Excerpted text —
=== Begin Enclosure ===

Error Code P0463 is defined as Fuel Level Sensor Circuit High Input.

This error code is a generic trouble code, meaning it applies to all vehicles equipped with OBD-II system, especially those made from 1996 up to the present. Specifications on the definition, troubleshooting, and repairs, of course, vary from one make and model to another.


The fuel level sensor (also known as sender) is an essential component of the fuel pump module and located in the fuel tank. This component can’t be replaced without replacing the pump module, though there are some exceptions. Attached to the arm is a float that travels with a resistor grounded to the tank, frame or a dedicated ground circuit. The sender receives a supplied voltage, and the ground path changes according to the level of fuel. The amount of voltage depends on the system, but in many times it’s around 5V.

As the fuel level changes, the float moves the arm, changing the resistance to ground which varies the voltage signal. This signal will either go straight to the fuel pump computer module, or to the instrument cluster module. Depending on the vehicle’s system, the fuel pump computer module may only monitor the resistance to ground, and then relay the fuel level information to the instrument panel. If the fuel level signal in the fuel pump module (or PCM (powertrain control module, also known as ECM or engine control module in other vehicle makes), or instrument cluster module) is set above 5V for a specific amount of time, the module that monitors the fuel level circuit will record it as an error, prompting the PCM to register the Error Code P0463.

Other related fuel level sensor circuit trouble codes include:

Common Symptoms

As with other error codes, this code activates the Check Engine light and registers the code to the vehicle’s memory system. Other common symptoms include:

  • Fluctuating or inaccurate fuel gauge
  • Fuel light or alarm activated, indicating low fuel level

Possible Causes

There are many possible causes for this code to happen, such as:

  • Defective fuel level sensor
  • Defective fuel level sensor circuit
  • Damaged fuel level sensor float in the gas tank
  • Damage or corrosion inside the gas tank
  • Defective PCM (rare)

=== End Enclosure ===

Excerpted data —

=== Begin Enclosure ===

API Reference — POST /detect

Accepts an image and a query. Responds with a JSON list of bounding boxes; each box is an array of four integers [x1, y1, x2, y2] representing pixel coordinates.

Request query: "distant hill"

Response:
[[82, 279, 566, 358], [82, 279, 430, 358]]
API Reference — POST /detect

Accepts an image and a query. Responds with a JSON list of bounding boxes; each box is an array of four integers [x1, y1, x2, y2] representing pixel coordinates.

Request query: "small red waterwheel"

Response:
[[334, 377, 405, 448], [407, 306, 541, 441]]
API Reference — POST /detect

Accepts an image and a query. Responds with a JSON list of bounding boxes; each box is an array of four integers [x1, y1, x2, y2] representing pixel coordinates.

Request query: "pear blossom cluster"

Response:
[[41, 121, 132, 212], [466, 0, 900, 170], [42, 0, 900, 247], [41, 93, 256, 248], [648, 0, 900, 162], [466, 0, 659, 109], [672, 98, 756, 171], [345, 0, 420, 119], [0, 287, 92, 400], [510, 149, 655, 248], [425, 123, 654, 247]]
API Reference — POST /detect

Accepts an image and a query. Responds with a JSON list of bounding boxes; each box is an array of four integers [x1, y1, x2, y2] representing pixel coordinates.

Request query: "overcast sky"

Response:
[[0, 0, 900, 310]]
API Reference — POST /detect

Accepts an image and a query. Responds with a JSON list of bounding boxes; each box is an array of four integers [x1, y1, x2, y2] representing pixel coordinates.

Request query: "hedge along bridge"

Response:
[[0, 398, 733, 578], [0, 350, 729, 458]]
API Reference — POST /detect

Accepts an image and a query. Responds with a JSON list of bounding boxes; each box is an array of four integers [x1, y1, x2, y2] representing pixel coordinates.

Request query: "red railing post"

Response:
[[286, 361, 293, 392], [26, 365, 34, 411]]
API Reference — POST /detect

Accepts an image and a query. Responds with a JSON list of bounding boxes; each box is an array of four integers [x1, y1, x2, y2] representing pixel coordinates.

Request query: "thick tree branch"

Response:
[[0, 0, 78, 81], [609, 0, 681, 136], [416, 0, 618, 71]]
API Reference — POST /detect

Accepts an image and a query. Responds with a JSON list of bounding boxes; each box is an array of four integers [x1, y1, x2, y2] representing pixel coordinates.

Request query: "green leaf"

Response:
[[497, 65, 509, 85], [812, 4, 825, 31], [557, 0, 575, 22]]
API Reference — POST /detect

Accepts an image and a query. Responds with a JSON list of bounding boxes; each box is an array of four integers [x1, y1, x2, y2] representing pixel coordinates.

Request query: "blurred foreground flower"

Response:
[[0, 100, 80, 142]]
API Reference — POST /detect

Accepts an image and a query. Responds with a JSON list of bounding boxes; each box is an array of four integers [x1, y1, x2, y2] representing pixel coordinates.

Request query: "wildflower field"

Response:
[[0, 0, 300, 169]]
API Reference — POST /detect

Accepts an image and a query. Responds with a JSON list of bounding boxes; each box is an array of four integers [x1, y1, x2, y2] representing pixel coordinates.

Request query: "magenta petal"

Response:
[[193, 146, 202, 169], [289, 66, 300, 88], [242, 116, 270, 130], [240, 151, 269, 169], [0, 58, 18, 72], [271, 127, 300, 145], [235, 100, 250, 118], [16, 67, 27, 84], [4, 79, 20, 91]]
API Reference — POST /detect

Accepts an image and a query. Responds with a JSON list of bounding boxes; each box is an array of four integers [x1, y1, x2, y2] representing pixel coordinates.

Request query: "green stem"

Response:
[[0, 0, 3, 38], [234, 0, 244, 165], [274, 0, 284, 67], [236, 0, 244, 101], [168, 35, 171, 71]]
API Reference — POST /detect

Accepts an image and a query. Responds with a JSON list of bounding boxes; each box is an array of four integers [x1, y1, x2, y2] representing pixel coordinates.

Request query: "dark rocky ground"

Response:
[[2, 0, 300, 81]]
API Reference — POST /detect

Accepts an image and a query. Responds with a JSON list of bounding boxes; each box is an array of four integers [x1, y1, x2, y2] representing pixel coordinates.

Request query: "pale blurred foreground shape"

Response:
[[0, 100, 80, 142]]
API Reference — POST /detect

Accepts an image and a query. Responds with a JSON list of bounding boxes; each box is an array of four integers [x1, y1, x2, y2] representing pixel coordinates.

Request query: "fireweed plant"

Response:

=== End Enclosure ===

Problems to solve —
A. Answer these questions from the text on Error Code P0463, marking each answer with the same numeral:
(i) How is Error Code P0463 defined?
(ii) Where is the fuel level sensor located?
(iii) Which possible cause is marked as rare?
B. Summarize the text on Error Code P0463 in two sentences.
C. List every possible cause of the code that the text on Error Code P0463 gives.
The listing has no connection to the text.

Solutions —
A.
(i) Fuel Level Sensor Circuit High Input.
(ii) In the fuel tank, as a component of the fuel pump module.
(iii) A defective PCM.

B. Error Code P0463, defined as Fuel Level Sensor Circuit High Input, is a generic trouble code that applies to all vehicles equipped with the OBD-II system. It is registered when the fuel level signal is set above 5V for a specific amount of time, and it activates the Check Engine light, with possible causes including a defective fuel level sensor or circuit, a damaged float, damage or corrosion inside the gas tank, and, rarely, a defective PCM.

C.
- Defective fuel level sensor
- Defective fuel level sensor circuit
- Damaged fuel level sensor float in the gas tank
- Damage or corrosion inside the gas tank
- Defective PCM (rare)